=== Text zur Analyse ===
□ □ □ □ □ □ □
Gegen das ihm am 16. August 1994 zugestellte Urteil hat der Beklagte am 14. September 1994 Berufung eingelegt und diese nach Verlängerung der Berufungsbegründungsfrist bis zum 4. November 1994 am nämlichen Tage begründet.

7

Er macht insbesondere geltend, das Arbeitsgericht hätteüber die zu beurteilende Qualität der Weiterbildungsmaßnahmen ein Sachverständigengutachten einholen müssen. Das Gericht erster Instanz habe den Begriff der "förderlichen Ausbildung" falsch interpretiert.

8

Der Beklagte beantragt,

das Urteil des Arbeitsgerichtes in I. Instanz vom 31.05.1994 abzuändern und die Klage abzuweisen.

9

Die Klägerin beantragt,

die Berufung zurückzuweisen.

10

Sie verteidigt das angefochtene Urteil.

11

Wegen weiterer Einzelheiten des zweitinstanzlichen Vorbringens der Parteien wird auf den Inhalt der Berufungsbegründungsschrift des Beklagten vom 4. November 1994 (Bl. 122 bis 124 d.A.) sowie die Berufungserwiderungsschrift der Klägerin vom 21. Dezember 1994 (Bl. 130 bis 132 d.A.) Bezug genommen.

Entscheidungsgründe

12

Die Berufung ist unbegründet. Der Klägerin steht die geltend gemachte Vergütung zu, wie das Arbeitsgericht mit sorgfältiger und richtiger Begründung festgestellt hat.

13

Das Arbeitsgericht hat zu Recht und mit zutreffenden Erwägungen dargelegt, daß weder § 9 des Dienstvertrages der Parteien noch § 44 DVO dem Anspruch der Klägerin entgegenstehen. Dieser Würdigung schließt sich das Landesarbeitsgericht an und sieht zwecks Vermeidung von Wiederholungen von einer nochmaligen Darlegung der Rechtslage gemäß § 543 Abs. 1 ZPO ab, zumal der Beklagte in seiner Berufungsbegründung keinerlei neue rechtliche Gesichtspunkte vorgetragen hat.

14

Entgegen der Auffassung des Beklagten hat auch das Arbeitsgericht den Begriff der "förderlichen Ausbildung" richtig interpretiert und angewandt.
□ □ □ □ □ □ □
Erfasste Daten:
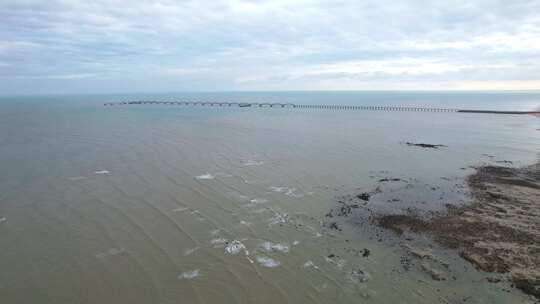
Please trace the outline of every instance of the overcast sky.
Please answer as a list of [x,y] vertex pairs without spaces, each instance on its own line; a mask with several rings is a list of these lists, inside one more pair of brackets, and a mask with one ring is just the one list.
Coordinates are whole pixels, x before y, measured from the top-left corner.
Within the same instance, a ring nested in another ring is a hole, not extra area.
[[540,1],[0,0],[0,94],[540,89]]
□ □ □ □ □ □ □
=== Zur Aufgabe ===
Wie lässt sich der Absatz im Urteilsauszug, der mit „Das Arbeitsgericht hat zu Recht“ beginnt, kürzer fassen, ohne dass seine wesentlichen Aussagen verloren gehen? Die Datensätze stehen in keinem Zusammenhang mit dem Urteilsauszug.

=== Antwortbereich ===
Nach der zutreffenden Darlegung des Arbeitsgerichts stehen weder § 9 des Dienstvertrages noch § 44 DVO dem Anspruch der Klägerin entgegen. Das Landesarbeitsgericht schließt sich dem an. Nach § 543 Abs. 1 ZPO verzichtet es auf eine erneute Darlegung der Rechtslage, zumal der Beklagte in seiner Berufungsbegründung keine neuen rechtlichen Gesichtspunkte vorgebracht hat.